Quoted text
..........

5. To understand the legal basis of the current dispute, we examine the specific instruments that governed the relationship between the parties. The services were facilitated through three distinct work orders and a consolidated agreement, each specifying terms for the contract period and the security for performance.
Contractual Instrument
| Issuance Date
| Reference Number
| Scope of Work
| 1st Work Order
| 15.02.2016
| No. 01/C&R
| Installation of 69 ATP
Machines on BOOM basis
| 2nd Work Order
| 25.10.2016
| No. 04/C&R
| Additional 65 ATP Machines on repeat order terms
| 3rd Work Order
| 09.08.2018
| No. 02/C.E. (C&R)

..........

Record excerpts
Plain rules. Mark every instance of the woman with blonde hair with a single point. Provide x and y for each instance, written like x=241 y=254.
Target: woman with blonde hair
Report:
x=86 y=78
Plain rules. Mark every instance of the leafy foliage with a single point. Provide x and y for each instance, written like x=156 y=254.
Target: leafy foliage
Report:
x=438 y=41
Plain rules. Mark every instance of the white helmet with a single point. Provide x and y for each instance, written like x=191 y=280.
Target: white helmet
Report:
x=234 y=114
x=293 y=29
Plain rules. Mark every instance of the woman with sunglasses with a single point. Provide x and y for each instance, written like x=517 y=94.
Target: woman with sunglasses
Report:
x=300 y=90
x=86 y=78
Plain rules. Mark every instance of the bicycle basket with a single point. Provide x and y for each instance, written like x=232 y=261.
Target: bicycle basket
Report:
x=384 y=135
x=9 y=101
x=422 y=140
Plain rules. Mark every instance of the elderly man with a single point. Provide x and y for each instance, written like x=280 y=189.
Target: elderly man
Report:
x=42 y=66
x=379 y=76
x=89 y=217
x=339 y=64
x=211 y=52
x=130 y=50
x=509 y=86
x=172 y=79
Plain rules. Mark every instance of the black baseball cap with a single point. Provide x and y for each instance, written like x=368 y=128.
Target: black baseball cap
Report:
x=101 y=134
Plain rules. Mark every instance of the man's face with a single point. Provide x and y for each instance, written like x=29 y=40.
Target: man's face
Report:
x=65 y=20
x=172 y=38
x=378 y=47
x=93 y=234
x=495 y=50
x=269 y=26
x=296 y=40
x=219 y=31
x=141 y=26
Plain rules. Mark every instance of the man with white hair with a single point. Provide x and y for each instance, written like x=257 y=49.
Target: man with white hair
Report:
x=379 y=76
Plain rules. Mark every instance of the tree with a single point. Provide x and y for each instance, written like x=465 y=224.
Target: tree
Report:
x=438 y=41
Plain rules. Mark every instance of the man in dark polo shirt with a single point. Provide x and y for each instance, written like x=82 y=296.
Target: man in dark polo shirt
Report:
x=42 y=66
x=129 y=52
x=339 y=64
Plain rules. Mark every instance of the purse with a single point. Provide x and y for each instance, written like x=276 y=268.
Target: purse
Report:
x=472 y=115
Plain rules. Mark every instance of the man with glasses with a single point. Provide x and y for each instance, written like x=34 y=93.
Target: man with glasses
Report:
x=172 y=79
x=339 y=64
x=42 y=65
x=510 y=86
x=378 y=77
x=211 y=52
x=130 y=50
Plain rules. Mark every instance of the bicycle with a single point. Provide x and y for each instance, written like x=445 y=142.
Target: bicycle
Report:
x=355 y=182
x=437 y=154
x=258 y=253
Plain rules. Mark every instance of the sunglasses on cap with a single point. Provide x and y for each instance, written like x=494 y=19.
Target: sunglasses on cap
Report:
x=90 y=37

..........

Exercise
Reproduce the passage on the work orders word for word, starting at "5. To understand" and ending at "security for performance.". These items come from a separate source.

Exercise output
5. To understand the legal basis of the current dispute, we examine the specific instruments that governed the relationship between the parties. The services were facilitated through three distinct work orders and a consolidated agreement, each specifying terms for the contract period and the security for performance.